■ What you need to do: Exact copies of all the lines below are wanted, without a single picture.

[Referring expression data]
----------------
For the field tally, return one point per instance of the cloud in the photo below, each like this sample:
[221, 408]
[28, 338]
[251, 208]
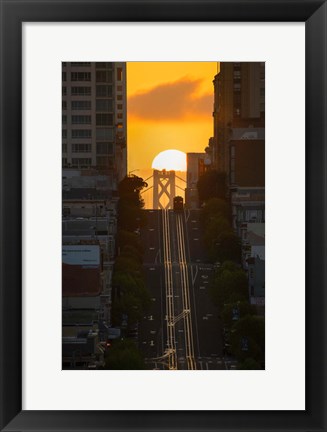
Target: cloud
[171, 101]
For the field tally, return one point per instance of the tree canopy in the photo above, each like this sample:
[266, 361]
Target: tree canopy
[212, 184]
[124, 355]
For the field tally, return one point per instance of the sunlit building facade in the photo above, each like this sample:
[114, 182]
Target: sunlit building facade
[94, 117]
----------------
■ Output of the task:
For the field tally, return one point per instance of the cloud in the photo below, each like this sample:
[221, 408]
[28, 338]
[251, 208]
Target: cloud
[171, 101]
For the field tally, return one point per instance of the tree canopy in the photo above, each like this sample:
[266, 361]
Target: tree canopy
[212, 184]
[124, 355]
For the field tally, return one point per instance of the sunlit building facade in the photo above, each like this sample:
[114, 182]
Target: sunlit building facade
[94, 117]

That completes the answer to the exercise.